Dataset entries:
• • •

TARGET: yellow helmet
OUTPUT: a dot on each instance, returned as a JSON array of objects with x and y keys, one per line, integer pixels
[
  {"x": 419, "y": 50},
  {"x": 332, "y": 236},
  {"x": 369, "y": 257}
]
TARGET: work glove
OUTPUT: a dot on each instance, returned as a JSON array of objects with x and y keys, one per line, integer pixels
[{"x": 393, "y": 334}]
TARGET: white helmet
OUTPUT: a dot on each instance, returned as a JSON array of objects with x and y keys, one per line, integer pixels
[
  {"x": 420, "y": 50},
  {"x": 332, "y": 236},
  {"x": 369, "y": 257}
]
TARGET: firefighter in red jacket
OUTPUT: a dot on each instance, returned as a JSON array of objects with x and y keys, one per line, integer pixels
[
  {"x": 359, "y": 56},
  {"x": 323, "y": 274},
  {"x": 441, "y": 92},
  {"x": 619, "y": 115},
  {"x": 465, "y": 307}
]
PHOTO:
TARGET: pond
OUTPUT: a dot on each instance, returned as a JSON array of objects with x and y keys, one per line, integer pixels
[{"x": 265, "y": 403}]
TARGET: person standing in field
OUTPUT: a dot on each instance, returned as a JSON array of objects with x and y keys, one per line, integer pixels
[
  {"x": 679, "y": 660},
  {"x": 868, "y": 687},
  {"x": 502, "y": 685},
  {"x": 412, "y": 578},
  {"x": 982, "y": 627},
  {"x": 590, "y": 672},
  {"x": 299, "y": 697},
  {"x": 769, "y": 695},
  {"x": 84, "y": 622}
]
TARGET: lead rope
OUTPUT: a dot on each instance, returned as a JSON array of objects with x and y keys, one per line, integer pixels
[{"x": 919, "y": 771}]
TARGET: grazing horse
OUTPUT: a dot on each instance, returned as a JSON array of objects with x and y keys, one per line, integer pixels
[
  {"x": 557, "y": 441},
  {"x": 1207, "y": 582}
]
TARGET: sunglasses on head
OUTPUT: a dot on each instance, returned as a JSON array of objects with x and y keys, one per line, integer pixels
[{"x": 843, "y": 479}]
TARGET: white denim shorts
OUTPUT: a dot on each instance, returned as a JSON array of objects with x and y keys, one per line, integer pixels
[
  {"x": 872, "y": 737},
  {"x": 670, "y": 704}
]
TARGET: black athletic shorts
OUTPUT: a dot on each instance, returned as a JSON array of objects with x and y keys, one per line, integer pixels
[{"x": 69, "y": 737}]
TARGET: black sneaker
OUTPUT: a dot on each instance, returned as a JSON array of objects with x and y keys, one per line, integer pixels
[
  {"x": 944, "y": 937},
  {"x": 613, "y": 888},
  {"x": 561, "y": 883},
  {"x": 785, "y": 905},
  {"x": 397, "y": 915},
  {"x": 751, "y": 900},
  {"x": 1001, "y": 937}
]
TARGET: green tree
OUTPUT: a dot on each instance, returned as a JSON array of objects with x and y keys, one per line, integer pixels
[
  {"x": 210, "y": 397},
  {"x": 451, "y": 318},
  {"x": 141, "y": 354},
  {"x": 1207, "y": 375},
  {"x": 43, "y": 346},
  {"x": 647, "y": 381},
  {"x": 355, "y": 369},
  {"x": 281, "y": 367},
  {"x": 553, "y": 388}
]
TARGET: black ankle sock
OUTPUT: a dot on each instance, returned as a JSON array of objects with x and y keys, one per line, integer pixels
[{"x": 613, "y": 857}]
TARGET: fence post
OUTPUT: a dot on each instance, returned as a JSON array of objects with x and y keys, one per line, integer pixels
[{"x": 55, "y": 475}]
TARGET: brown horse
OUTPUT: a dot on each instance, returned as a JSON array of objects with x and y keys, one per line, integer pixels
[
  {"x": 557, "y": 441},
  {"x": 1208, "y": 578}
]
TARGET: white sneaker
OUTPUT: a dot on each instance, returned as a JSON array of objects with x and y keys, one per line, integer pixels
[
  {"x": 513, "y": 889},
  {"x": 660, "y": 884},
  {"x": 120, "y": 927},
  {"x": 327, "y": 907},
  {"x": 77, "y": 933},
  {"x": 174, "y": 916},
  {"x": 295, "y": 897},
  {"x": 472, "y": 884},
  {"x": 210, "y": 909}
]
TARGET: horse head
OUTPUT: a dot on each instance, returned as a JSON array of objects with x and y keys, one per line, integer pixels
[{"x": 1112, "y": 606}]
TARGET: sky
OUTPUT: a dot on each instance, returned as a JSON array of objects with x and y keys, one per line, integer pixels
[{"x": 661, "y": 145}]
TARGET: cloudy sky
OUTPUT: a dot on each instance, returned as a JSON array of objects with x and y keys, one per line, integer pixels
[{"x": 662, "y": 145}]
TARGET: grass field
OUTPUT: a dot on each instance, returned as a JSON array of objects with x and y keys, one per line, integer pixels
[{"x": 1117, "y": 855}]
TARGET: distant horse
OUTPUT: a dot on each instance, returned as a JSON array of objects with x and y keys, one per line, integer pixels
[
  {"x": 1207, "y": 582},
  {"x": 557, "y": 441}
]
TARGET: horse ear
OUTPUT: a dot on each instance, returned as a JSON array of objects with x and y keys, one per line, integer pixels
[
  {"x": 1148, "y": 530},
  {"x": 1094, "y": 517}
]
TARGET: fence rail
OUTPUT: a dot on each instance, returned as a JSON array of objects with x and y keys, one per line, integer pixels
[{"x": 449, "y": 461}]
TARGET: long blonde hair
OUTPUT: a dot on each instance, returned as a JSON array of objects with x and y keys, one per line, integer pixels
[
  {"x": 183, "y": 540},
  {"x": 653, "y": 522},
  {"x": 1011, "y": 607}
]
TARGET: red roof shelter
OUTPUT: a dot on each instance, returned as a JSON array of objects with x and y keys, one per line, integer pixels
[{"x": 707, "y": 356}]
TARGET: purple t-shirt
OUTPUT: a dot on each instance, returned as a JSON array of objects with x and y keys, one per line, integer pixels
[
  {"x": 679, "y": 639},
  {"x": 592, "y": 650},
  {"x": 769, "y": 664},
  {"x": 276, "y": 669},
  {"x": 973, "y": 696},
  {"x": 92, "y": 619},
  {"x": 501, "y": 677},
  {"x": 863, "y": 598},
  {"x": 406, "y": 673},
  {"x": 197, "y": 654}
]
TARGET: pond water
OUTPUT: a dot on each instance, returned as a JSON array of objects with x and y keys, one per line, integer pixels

• • •

EXERCISE: Every record here must be output exactly, word for word.

SOLUTION TO THIS PROBLEM:
TARGET: yellow helmet
OUTPUT: a dot on each instance, returned as a JSON array of objects with x and y keys, one per line, integer pixels
[
  {"x": 419, "y": 50},
  {"x": 332, "y": 236},
  {"x": 369, "y": 257}
]
TARGET: work glove
OUTPUT: a dot on each instance, returned as a JSON array of objects with x and y keys, one per line, integer pixels
[{"x": 393, "y": 334}]
TARGET: white helmet
OUTPUT: a dot on each instance, returned as a JSON array of objects with x and y keys, one per line, integer pixels
[
  {"x": 420, "y": 50},
  {"x": 332, "y": 236},
  {"x": 369, "y": 257}
]
TARGET: firefighter in red jacket
OUTPUT: a dot on each instance, returned as a JSON array of objects with x and y keys, one per line, integer pixels
[
  {"x": 359, "y": 56},
  {"x": 323, "y": 274},
  {"x": 441, "y": 92},
  {"x": 619, "y": 115},
  {"x": 465, "y": 307}
]
PHOTO:
TARGET: pond
OUTPUT: a dot on each instance, returned as a JSON array of objects with x and y keys, one per line, integer pixels
[{"x": 265, "y": 403}]
TARGET: person standing in field
OUTPUT: a dot on each instance, returned as a JSON array of objects with x and y keys, one per line, integer pixels
[
  {"x": 679, "y": 660},
  {"x": 868, "y": 687},
  {"x": 502, "y": 685},
  {"x": 412, "y": 578},
  {"x": 982, "y": 627},
  {"x": 590, "y": 672},
  {"x": 299, "y": 697},
  {"x": 769, "y": 695},
  {"x": 84, "y": 622}
]
TARGET: lead rope
OUTPUT: a dot on each instance, returned as a JSON array of objects with x and y keys, one per line, integer pixels
[{"x": 919, "y": 771}]
TARGET: grazing horse
OUTPUT: a dot on each instance, returned as a JSON array of objects with x and y keys, one per line, integer pixels
[
  {"x": 557, "y": 441},
  {"x": 1207, "y": 582}
]
TARGET: sunglasses on head
OUTPUT: a dot on each instance, returned as a JSON array of objects with x and y keys, one per line, integer pixels
[{"x": 843, "y": 479}]
TARGET: white denim shorts
OUTPUT: a dot on each instance, returned as a JSON array of objects with x and y keys, one per line, integer pixels
[
  {"x": 872, "y": 737},
  {"x": 670, "y": 704}
]
TARGET: black athletic shorts
OUTPUT: a dot on each instance, returned as a JSON array of objects with x and y keys, one per line, integer pixels
[{"x": 69, "y": 737}]
TARGET: black sneaker
OUTPUT: a dot on each instance, returned as a JSON array of objects with x and y keys, one per line, integer pixels
[
  {"x": 944, "y": 937},
  {"x": 613, "y": 888},
  {"x": 561, "y": 883},
  {"x": 785, "y": 905},
  {"x": 397, "y": 915},
  {"x": 751, "y": 900},
  {"x": 1001, "y": 937}
]
TARGET: green tree
OUTPUT: a dot on each instance, returned as a JSON array of objects with x and y keys, one per line, integer pixels
[
  {"x": 210, "y": 397},
  {"x": 451, "y": 318},
  {"x": 141, "y": 354},
  {"x": 1207, "y": 375},
  {"x": 43, "y": 346},
  {"x": 647, "y": 381},
  {"x": 355, "y": 369},
  {"x": 281, "y": 367},
  {"x": 553, "y": 388}
]
TARGET: black ankle sock
OUTPUT: a dot on each instance, returned as a JSON array of objects with x and y keys, one per line, integer pixels
[{"x": 613, "y": 857}]
TARGET: fence post
OUTPUT: a dot on each instance, returned as a JSON array of objects with x and y keys, one per line, integer pixels
[{"x": 55, "y": 475}]
TARGET: brown horse
OUTPUT: a dot on each instance, returned as a JSON array of objects with x and y keys, one per line, integer pixels
[
  {"x": 557, "y": 441},
  {"x": 1208, "y": 578}
]
TARGET: white sneaker
OUTPUT: a dot on each instance, returned as a JSON array of objects with x and y keys, one per line, integer pixels
[
  {"x": 513, "y": 889},
  {"x": 660, "y": 884},
  {"x": 120, "y": 927},
  {"x": 327, "y": 907},
  {"x": 77, "y": 933},
  {"x": 174, "y": 916},
  {"x": 295, "y": 897},
  {"x": 472, "y": 884},
  {"x": 210, "y": 909}
]
TARGET: horse head
OUTPUT: a dot on each instance, returned as a JSON array of objects with x and y keys, one per line, integer pixels
[{"x": 1112, "y": 606}]
TARGET: sky
OUTPUT: a dot on each instance, returned as a JSON array of objects with x and y keys, one per line, integer pixels
[{"x": 661, "y": 145}]
TARGET: cloudy sky
OUTPUT: a dot on each instance, returned as a JSON array of objects with x and y keys, one per line, integer pixels
[{"x": 662, "y": 145}]
TARGET: grass field
OUTPUT: a dot on each instance, returned as a JSON array of objects with x and y keys, one per line, integer pixels
[{"x": 1117, "y": 855}]
TARGET: distant horse
OUTPUT: a dot on each instance, returned as a JSON array of objects with x and y keys, one per line, integer pixels
[
  {"x": 1207, "y": 582},
  {"x": 557, "y": 441}
]
TARGET: horse ear
OUTPUT: a dot on each instance, returned as a JSON array of objects with x and y keys, one per line, integer pixels
[
  {"x": 1148, "y": 530},
  {"x": 1094, "y": 517}
]
TARGET: fence rail
OUTPUT: a dot on each instance, returned as a JSON array of objects with x and y keys, one per line, integer pixels
[{"x": 449, "y": 461}]
TARGET: long blonde hair
OUTPUT: a dot on each instance, returned as a JSON array of objects with x and y keys, one per line, integer pixels
[
  {"x": 183, "y": 540},
  {"x": 653, "y": 522},
  {"x": 1011, "y": 607}
]
TARGET: red roof shelter
OUTPUT: a dot on each instance, returned as a JSON array of objects with x and y keys, one per line, integer pixels
[{"x": 707, "y": 356}]
TARGET: purple t-shirt
OUTPUT: a dot on each instance, returned as a JSON array of objects with x and y keys, one per line, integer pixels
[
  {"x": 679, "y": 639},
  {"x": 592, "y": 650},
  {"x": 769, "y": 664},
  {"x": 276, "y": 669},
  {"x": 973, "y": 696},
  {"x": 92, "y": 619},
  {"x": 501, "y": 677},
  {"x": 863, "y": 598},
  {"x": 406, "y": 673},
  {"x": 197, "y": 654}
]
TARGET: pond water
OUTPUT: a dot on each instance, returned as a JSON array of objects with x and y keys, one per line, integer pixels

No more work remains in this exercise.